> **AIM OF THE TASK**: Pick out each line in the material below that contains the word "woman", and copy those lines in order.

[Entries for labeling image regions]

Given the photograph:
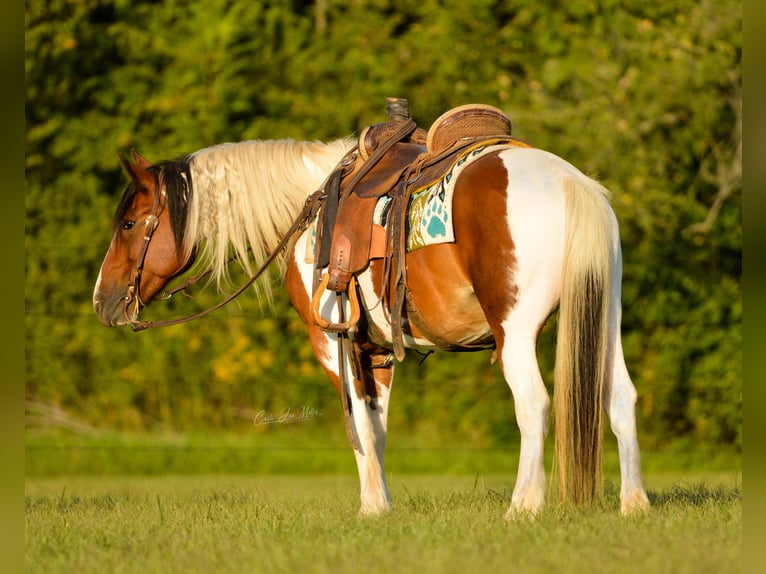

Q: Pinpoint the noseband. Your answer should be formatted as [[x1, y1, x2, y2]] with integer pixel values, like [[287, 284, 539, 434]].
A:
[[122, 184, 327, 331], [122, 186, 162, 325]]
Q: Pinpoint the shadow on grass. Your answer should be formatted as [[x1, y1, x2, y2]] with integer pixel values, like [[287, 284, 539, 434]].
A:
[[648, 482, 742, 507]]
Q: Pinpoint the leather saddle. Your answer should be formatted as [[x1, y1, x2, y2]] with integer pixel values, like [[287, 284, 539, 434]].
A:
[[312, 104, 518, 359]]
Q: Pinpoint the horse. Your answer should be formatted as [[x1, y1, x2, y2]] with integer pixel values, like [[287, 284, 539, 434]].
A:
[[93, 133, 650, 519]]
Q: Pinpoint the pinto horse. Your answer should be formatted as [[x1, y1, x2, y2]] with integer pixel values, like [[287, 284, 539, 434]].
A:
[[93, 138, 649, 518]]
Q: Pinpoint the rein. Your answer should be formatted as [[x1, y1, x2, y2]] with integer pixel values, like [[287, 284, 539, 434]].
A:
[[124, 188, 325, 331]]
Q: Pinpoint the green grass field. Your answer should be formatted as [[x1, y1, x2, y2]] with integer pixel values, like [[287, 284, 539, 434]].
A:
[[26, 475, 742, 573], [26, 440, 742, 574]]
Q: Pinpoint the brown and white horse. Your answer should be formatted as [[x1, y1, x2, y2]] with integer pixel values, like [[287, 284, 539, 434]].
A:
[[93, 139, 649, 517]]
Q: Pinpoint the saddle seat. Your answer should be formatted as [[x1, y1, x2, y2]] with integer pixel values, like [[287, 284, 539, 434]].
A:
[[312, 104, 525, 359]]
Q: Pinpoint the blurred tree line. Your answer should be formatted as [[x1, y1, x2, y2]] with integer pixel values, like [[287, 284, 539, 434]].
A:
[[26, 0, 742, 450]]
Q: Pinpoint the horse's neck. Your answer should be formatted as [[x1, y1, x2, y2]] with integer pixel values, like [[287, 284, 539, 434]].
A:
[[187, 139, 353, 284]]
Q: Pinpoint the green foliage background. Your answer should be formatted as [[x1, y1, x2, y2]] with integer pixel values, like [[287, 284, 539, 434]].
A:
[[25, 0, 742, 451]]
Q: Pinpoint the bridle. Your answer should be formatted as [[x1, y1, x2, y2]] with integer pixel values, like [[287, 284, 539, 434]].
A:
[[123, 177, 327, 331], [122, 178, 163, 325]]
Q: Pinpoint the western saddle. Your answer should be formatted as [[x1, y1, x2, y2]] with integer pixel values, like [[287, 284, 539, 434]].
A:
[[311, 98, 525, 361]]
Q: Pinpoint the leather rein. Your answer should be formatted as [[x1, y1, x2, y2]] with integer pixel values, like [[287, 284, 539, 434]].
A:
[[123, 181, 326, 331]]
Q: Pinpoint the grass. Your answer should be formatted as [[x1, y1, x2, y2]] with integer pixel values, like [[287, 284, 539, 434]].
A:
[[26, 475, 742, 573], [25, 429, 742, 574]]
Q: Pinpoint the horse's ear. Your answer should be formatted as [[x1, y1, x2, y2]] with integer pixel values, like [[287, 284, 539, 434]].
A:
[[130, 148, 152, 169], [119, 149, 155, 188]]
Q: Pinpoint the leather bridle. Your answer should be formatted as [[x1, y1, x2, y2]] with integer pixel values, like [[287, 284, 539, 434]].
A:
[[122, 181, 162, 325], [123, 180, 326, 331]]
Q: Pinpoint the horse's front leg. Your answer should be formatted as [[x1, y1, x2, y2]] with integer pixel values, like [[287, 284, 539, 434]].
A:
[[285, 242, 394, 515], [349, 345, 394, 515], [309, 326, 394, 515]]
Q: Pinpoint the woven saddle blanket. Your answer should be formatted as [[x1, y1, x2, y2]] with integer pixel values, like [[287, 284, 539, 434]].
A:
[[305, 143, 508, 263]]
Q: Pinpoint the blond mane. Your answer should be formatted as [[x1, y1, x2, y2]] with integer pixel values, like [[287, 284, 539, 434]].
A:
[[183, 139, 354, 297]]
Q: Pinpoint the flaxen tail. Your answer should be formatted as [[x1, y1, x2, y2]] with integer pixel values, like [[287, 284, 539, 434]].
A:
[[554, 176, 618, 502]]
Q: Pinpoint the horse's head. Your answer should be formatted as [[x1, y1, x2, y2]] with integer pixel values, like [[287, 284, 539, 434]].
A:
[[93, 150, 193, 326]]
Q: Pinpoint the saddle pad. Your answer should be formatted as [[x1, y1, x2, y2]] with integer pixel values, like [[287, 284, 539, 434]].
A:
[[373, 144, 508, 251], [304, 142, 516, 263]]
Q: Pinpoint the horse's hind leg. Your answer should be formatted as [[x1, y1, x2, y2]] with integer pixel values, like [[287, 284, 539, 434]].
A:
[[604, 273, 649, 514], [500, 321, 550, 518]]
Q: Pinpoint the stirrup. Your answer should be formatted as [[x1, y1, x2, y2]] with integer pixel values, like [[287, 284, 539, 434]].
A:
[[311, 273, 361, 333]]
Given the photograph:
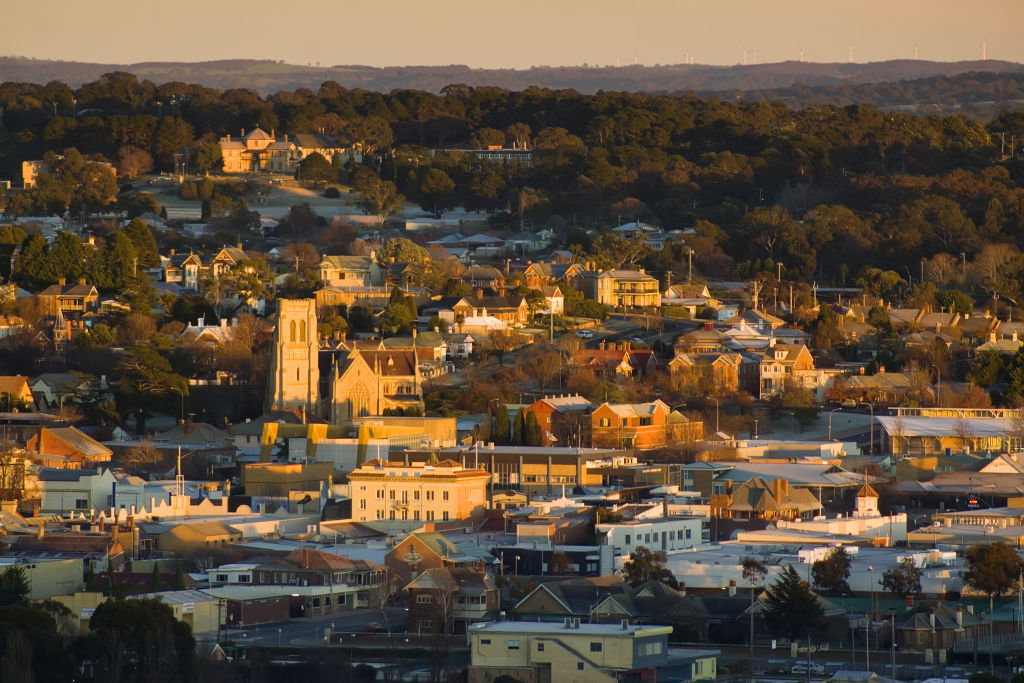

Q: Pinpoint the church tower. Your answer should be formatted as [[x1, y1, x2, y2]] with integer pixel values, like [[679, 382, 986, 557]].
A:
[[853, 483, 881, 517], [266, 299, 319, 416]]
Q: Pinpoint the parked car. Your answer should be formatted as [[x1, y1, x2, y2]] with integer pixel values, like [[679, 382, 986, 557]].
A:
[[790, 661, 825, 676]]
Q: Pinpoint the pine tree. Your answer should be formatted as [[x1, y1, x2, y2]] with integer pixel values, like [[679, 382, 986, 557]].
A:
[[523, 411, 544, 445], [764, 564, 824, 640], [512, 411, 526, 445], [492, 404, 511, 445]]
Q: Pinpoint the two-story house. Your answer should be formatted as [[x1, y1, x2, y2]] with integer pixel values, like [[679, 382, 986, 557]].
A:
[[590, 399, 672, 450], [752, 344, 815, 398], [39, 278, 99, 318], [452, 292, 529, 327], [319, 252, 384, 287], [406, 567, 500, 634], [522, 261, 586, 290], [161, 249, 203, 291], [348, 460, 490, 522], [581, 268, 662, 308], [669, 351, 743, 394]]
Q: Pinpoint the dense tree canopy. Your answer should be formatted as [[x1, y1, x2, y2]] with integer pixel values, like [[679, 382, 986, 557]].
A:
[[763, 564, 824, 640]]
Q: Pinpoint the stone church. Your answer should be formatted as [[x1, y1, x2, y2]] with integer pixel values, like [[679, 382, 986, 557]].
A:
[[265, 299, 423, 424]]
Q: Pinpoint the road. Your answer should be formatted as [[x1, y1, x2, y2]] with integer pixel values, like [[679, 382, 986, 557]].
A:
[[225, 607, 406, 647]]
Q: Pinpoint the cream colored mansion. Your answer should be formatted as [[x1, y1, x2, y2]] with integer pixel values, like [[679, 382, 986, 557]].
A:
[[218, 127, 362, 175]]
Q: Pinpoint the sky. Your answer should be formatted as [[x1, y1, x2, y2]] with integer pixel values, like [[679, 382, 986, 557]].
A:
[[8, 0, 1024, 69]]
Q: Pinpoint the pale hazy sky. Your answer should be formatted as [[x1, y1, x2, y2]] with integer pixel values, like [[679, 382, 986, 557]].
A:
[[8, 0, 1024, 69]]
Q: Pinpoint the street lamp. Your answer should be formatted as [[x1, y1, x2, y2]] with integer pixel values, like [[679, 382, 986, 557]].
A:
[[889, 607, 896, 681], [828, 408, 843, 441]]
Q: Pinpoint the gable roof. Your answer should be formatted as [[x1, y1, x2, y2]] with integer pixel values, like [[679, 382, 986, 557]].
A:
[[30, 427, 114, 460]]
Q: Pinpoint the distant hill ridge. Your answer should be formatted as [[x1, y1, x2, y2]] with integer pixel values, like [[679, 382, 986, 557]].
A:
[[0, 56, 1024, 95]]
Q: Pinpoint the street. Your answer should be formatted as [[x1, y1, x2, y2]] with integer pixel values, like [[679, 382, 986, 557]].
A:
[[225, 607, 406, 647]]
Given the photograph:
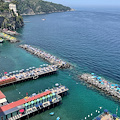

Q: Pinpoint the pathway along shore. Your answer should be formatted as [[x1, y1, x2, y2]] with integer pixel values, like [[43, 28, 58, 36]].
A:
[[0, 65, 57, 87], [0, 85, 69, 120], [79, 73, 120, 100], [20, 44, 71, 69]]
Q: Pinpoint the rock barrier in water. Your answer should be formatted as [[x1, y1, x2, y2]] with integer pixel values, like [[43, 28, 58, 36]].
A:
[[20, 44, 71, 69], [79, 73, 120, 99]]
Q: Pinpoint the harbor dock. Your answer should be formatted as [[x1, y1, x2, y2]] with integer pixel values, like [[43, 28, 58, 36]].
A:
[[79, 73, 120, 101], [1, 29, 19, 35], [0, 85, 69, 120], [0, 65, 57, 87], [20, 44, 71, 69], [0, 32, 19, 43], [93, 109, 120, 120]]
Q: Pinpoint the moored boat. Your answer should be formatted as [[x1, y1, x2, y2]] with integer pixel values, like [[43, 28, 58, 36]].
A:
[[49, 112, 54, 116], [56, 117, 60, 120], [0, 38, 3, 43]]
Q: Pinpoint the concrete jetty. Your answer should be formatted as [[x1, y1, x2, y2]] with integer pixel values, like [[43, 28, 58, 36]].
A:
[[79, 73, 120, 100], [0, 28, 19, 35], [0, 32, 19, 43], [0, 65, 57, 87], [93, 109, 120, 120], [20, 44, 71, 69], [0, 85, 69, 120]]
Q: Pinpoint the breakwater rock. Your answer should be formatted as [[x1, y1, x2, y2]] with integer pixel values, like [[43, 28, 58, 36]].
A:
[[79, 73, 120, 100], [20, 44, 71, 69]]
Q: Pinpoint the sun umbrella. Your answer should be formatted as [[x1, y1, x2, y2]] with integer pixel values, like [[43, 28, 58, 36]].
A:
[[91, 73, 95, 75], [55, 83, 59, 87], [52, 93, 55, 96], [25, 103, 28, 107], [49, 99, 52, 102], [101, 82, 104, 85], [96, 117, 101, 120], [113, 114, 117, 118], [104, 109, 108, 113], [39, 103, 42, 106], [31, 101, 34, 104], [19, 109, 24, 113], [35, 104, 39, 108], [42, 97, 45, 100]]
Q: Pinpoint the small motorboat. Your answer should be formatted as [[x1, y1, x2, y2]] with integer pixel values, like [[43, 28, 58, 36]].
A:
[[0, 38, 3, 43], [55, 83, 59, 87], [49, 112, 54, 116], [42, 18, 46, 21], [56, 117, 60, 120]]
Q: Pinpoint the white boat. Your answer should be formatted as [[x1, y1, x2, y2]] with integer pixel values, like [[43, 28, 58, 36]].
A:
[[42, 18, 46, 21], [49, 112, 54, 115], [56, 117, 60, 120], [0, 39, 3, 43]]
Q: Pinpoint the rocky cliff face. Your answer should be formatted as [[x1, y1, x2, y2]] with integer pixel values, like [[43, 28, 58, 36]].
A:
[[16, 0, 71, 15], [0, 10, 24, 30]]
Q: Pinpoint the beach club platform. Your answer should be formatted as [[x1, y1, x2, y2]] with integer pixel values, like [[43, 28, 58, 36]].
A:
[[93, 109, 120, 120], [20, 44, 71, 68], [0, 85, 69, 120], [79, 73, 120, 101], [0, 64, 58, 87], [0, 32, 19, 43]]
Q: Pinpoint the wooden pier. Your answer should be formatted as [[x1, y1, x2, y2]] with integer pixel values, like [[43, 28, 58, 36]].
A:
[[0, 65, 57, 87], [20, 44, 71, 69], [93, 109, 120, 120], [79, 73, 120, 101], [0, 85, 69, 120], [0, 32, 19, 43]]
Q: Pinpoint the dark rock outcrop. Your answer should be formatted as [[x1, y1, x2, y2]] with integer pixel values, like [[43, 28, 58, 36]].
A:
[[0, 10, 24, 30]]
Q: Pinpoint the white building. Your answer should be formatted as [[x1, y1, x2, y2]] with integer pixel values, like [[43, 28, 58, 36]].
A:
[[0, 91, 7, 107], [4, 0, 11, 2], [9, 3, 18, 16]]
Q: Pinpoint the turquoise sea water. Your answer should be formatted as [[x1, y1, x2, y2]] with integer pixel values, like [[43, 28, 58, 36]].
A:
[[0, 7, 120, 120]]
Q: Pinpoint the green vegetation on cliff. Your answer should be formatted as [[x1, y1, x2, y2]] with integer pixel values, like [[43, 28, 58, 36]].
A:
[[0, 0, 24, 30], [16, 0, 71, 14]]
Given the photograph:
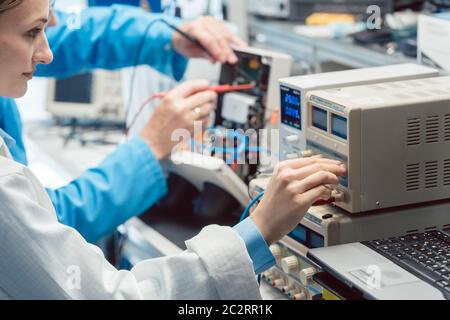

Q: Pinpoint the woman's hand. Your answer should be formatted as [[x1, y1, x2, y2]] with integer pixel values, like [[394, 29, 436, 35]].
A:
[[250, 158, 346, 245], [141, 80, 217, 160]]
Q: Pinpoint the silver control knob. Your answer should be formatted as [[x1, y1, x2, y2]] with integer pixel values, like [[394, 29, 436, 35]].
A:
[[291, 292, 308, 300], [302, 150, 314, 158], [272, 278, 286, 288], [331, 190, 345, 202]]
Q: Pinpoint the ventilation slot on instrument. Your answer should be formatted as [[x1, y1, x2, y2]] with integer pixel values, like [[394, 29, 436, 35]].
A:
[[406, 163, 420, 191], [442, 159, 450, 187], [425, 116, 439, 143], [407, 119, 420, 146], [444, 114, 450, 141], [425, 161, 438, 189]]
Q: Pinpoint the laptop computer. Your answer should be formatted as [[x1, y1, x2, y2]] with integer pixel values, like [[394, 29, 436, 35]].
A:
[[308, 229, 450, 300]]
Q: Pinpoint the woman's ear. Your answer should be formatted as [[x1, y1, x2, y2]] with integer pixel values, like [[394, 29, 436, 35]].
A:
[[48, 12, 58, 27]]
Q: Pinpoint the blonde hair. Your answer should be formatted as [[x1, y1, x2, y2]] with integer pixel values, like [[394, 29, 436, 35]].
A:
[[0, 0, 22, 13]]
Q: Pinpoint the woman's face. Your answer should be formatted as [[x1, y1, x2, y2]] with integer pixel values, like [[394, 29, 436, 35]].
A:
[[0, 0, 53, 98]]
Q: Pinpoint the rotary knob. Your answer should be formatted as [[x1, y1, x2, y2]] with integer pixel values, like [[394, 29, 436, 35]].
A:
[[291, 292, 308, 300], [272, 278, 286, 288], [286, 135, 300, 144], [300, 268, 316, 286], [281, 256, 300, 273], [286, 152, 298, 160]]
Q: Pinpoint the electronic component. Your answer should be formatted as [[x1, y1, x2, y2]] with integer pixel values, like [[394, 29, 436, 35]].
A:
[[215, 48, 292, 130], [214, 48, 292, 182], [47, 70, 125, 122], [280, 64, 439, 160]]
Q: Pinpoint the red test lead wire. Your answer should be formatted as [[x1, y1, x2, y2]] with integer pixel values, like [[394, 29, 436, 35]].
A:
[[126, 84, 256, 135]]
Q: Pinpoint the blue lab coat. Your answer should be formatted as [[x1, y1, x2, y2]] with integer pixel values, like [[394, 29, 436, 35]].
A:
[[0, 5, 187, 242]]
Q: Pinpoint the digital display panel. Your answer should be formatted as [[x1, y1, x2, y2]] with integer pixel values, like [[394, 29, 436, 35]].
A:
[[331, 114, 347, 140], [312, 107, 328, 131], [280, 87, 302, 130]]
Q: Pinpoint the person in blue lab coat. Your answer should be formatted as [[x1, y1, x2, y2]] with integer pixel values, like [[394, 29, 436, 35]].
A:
[[0, 1, 242, 242]]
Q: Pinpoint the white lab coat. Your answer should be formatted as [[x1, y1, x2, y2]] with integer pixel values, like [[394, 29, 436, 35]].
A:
[[0, 137, 261, 299]]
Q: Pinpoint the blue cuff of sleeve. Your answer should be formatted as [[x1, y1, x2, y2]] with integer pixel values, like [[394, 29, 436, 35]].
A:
[[142, 14, 189, 81], [234, 217, 276, 274], [127, 137, 168, 199]]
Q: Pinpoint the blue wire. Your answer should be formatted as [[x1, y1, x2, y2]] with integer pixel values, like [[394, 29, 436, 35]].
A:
[[239, 191, 264, 286]]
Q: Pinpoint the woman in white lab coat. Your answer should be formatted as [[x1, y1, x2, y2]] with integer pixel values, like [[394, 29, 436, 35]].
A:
[[0, 0, 345, 299]]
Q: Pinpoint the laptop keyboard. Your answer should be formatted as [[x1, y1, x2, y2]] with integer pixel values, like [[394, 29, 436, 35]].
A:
[[362, 229, 450, 297]]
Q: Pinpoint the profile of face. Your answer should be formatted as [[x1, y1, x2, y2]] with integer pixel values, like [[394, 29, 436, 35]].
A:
[[0, 0, 53, 98]]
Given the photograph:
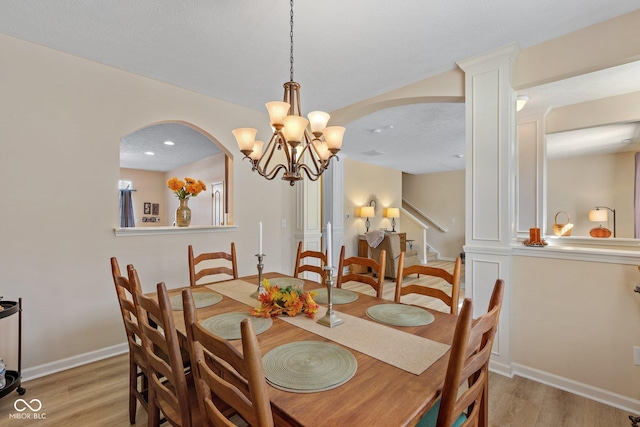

> **RESPONSE TO THIS TASK**:
Q: Pinpoint the woman's hand. Your answer should be formatted as [[x1, y1, x2, y2]] with integer pixel values, like [[394, 29, 436, 35]].
Q: Pinpoint the woman's ear. Your answer should be formatted as [[x1, y1, x2, y2]] with integer pixel values, like [[394, 29, 436, 35]].
Q: Pinpoint the woman's face. Your answer should be formatted as [[x1, y1, x2, y2]] with integer pixel values, like [[394, 29, 436, 35]].
Q: Pinpoint the woman in white lab coat. Your answer should be formatted as [[x1, y1, x2, y2]] with integer pixel values, like [[394, 29, 436, 35]].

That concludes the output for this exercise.